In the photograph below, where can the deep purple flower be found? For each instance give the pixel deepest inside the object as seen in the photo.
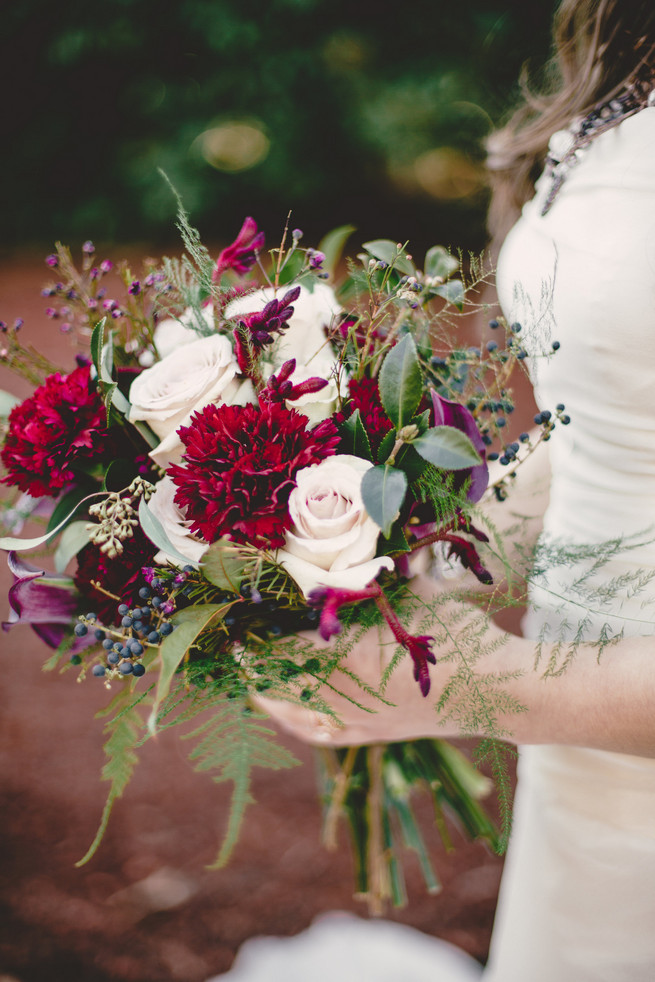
(330, 599)
(239, 468)
(257, 330)
(241, 255)
(44, 600)
(316, 258)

########################################

■ Requirements:
Rewrite the entries above with "deep purple flower" changed to "violet blossom" and everything else kept the same. Leave the pictures out of your answer.

■ Written reply:
In the photograph below, where can the violet blossom be found? For each instance give the pixel deepest inside the object as seen in the photo.
(330, 599)
(239, 468)
(257, 330)
(241, 255)
(44, 600)
(316, 258)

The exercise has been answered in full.